Location annotation dataset excerpts
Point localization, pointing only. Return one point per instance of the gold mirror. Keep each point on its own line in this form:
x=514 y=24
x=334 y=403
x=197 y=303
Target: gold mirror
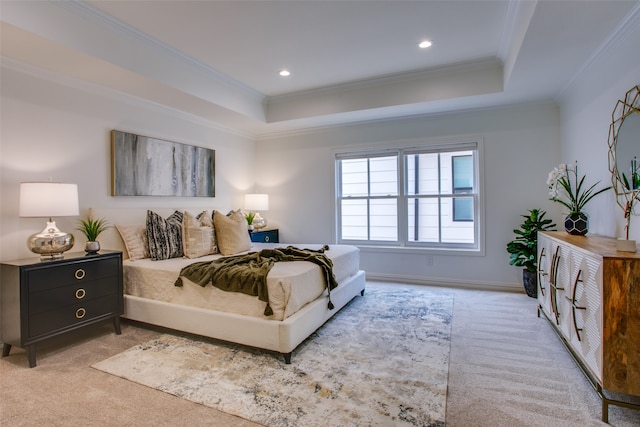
x=624 y=152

## Stated problem
Return the records above word for word, leaving out the pictures.

## Response
Point localization, pointing only. Return one point per instance of the gold mirror. Keep each point on its own line in this form:
x=514 y=24
x=334 y=403
x=197 y=303
Target: gold mirror
x=624 y=152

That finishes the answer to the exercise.